*Extract*:
Cynthia Ozick
Jewish-American
literature: heavy on the Jewish
Reprinted with permission from Jewish
American Literature: A Norton Anthology, published by W.W. Norton &
Company.
"If we blow into the narrow end of the shofar [ram's
horn], we will be heard far. But if we choose to be Mankind rather than Jewish
and blow into the wider part, we will not be heard at all; for us America will
have been in vain." In Israel in 1970, Cynthia Ozick issued this call to
"build Diaspora a permanent body of Jewish literature." To
re-consecrate the English language of Jewish American writers, she imagined
something akin to Yiddish, which "became the instrument of our peoplehood
on the European continent, and…a spectacular body of literature at last sprang
out of it."

*Short exercise 1*: List every passage that the extract on Cynthia Ozick sets in quotation marks.
*Short exercise 2*: According to the extract on Cynthia Ozick, where and in what year did she issue her call for a permanent body of Jewish literature?
*Short exercise 3*: Summarize the extract on Cynthia Ozick in two sentences.

*Source material*:

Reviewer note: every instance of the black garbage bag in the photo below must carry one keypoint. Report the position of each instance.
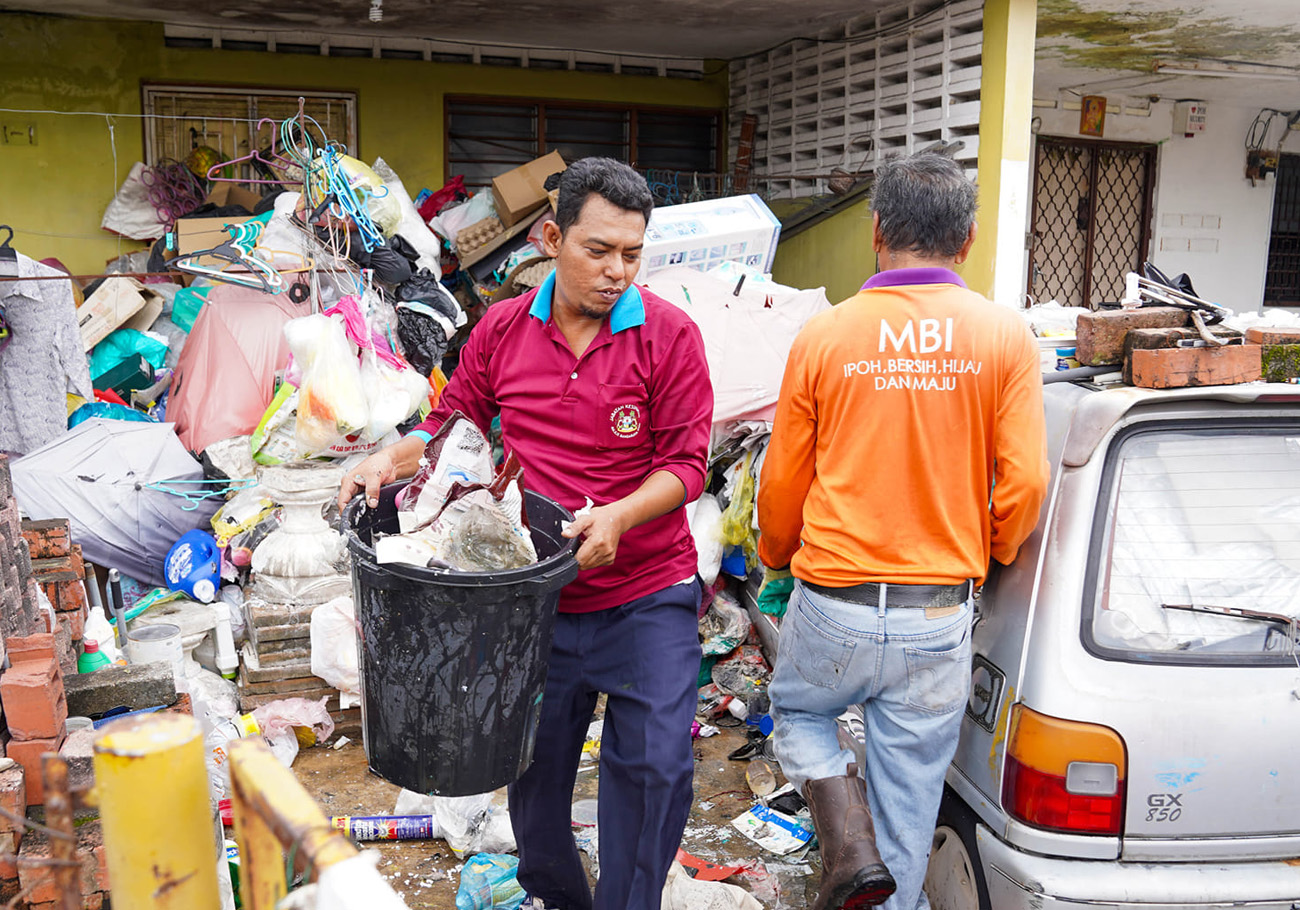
(425, 287)
(390, 267)
(423, 336)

*Response 1*:
1. "If we blow into the narrow end of the shofar [ram's horn], we will be heard far. But if we choose to be Mankind rather than Jewish and blow into the wider part, we will not be heard at all; for us America will have been in vain."
2. "build Diaspora a permanent body of Jewish literature."
3. "became the instrument of our peoplehood on the European continent, and…a spectacular body of literature at last sprang out of it."

*Response 2*: In Israel, in 1970.

*Response 3*: In Israel in 1970, Cynthia Ozick called for building the Diaspora a permanent body of Jewish literature, using the image of blowing into the narrow end of the shofar to be heard far. To re-consecrate the English language of Jewish American writers, she imagined something akin to Yiddish, which had become the instrument of Jewish peoplehood in Europe and from which a spectacular body of literature sprang.